Background information
- Born: Mark McLachlan 23 March 1965 (age 61)
- Origin: Clydebank, Dunbartonshire, Scotland
- Genres: Pop; soul; rock;
- Occupations: Singer; songwriter; actor;
- Years active: 1982–present
- Formerly of: Wet Wet Wet
- Website: martipellowofficial.co.uk

= Marti Pellow =

Scottish singer (born 1965)

Marti Pellow (born Mark McLachlan; 23 March 1965) is a Scottish singer, best known as the lead singer of the pop group Wet Wet Wet for 28 years: from their formation in 1982 until their split in 1997, and again from their reformation in 2004 to his departure in 2017. The bands debut album, Popped In Souled Out (1987) spawned four successful singles, including "Wishing I Was Lucky" and "Angel Eyes (Home and Away)", with the album peaking atop the albums charts in the United Kingdom, selling 1.5 million copies and earning a 5x Platinum certification from the British Phonographic Industry (BPI).

The lead single from their fourth album, Picture This (1995), "Love Is All Around" topped the singles charts in the United Kingdom, Australia, Denmark, Iceland, Sweden and their native Scotland. Spending a total of fifteen consecutive weeks at number one on the UK Singles Charts, it became one of the longest chart reigns of all time in the United Kingdom, where it sold over 1.9 million copies. The band dissolved in 1997 following the release of their fifth album, 10, which resulted in Pellow launching a career as a solo artist with his debut solo album Smile being released in June 2001.

Pellow re–joined the band alongside the other members in 2004, releasing their first album of new material in ten years, Timeless in 2007, before Pellow left the band once more in 2017 to focus on his solo career. In addition to music, Pellow has performed as an actor in musical theatre productions in both the West End and on Broadway.

### INFORMATION
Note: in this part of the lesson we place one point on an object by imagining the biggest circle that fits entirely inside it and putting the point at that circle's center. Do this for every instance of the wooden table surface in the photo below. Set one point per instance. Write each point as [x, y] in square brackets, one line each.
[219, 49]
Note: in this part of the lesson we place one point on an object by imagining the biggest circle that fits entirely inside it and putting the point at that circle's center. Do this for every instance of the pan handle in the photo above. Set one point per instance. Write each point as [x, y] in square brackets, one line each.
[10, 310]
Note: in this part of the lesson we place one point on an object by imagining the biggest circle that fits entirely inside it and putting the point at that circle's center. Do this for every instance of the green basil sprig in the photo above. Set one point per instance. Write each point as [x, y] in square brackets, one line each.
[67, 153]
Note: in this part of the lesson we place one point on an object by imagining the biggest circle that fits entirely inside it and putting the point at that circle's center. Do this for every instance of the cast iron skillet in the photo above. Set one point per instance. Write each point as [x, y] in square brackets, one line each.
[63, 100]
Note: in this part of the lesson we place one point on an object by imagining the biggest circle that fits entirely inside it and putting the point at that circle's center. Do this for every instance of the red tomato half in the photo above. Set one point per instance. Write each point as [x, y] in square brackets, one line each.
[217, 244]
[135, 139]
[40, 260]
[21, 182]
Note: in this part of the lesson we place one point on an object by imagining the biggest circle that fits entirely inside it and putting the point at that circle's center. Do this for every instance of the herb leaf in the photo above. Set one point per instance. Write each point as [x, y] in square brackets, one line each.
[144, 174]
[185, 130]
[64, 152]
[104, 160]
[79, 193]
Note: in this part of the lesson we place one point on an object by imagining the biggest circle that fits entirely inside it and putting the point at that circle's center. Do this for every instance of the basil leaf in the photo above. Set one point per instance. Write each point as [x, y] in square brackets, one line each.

### ASSIGNMENT 1
According to the Marti Pellow text, how many weeks did "Love Is All Around" spend at number one on the UK Singles Charts?
### ASSIGNMENT 2
Rewrite the Marti Pellow text between "Pellow re–joined the" and "and on Broadway.", inclusive, renaming "Broadway" as "tour".
The entries can be set aside.

### EXPECTED ANSWER 1
Fifteen consecutive weeks.

### EXPECTED ANSWER 2
Pellow re–joined the band alongside the other members in 2004, releasing their first album of new material in ten years, Timeless in 2007, before Pellow left the band once more in 2017 to focus on his solo career. In addition to music, Pellow has performed as an actor in musical theatre productions in both the West End and on tour.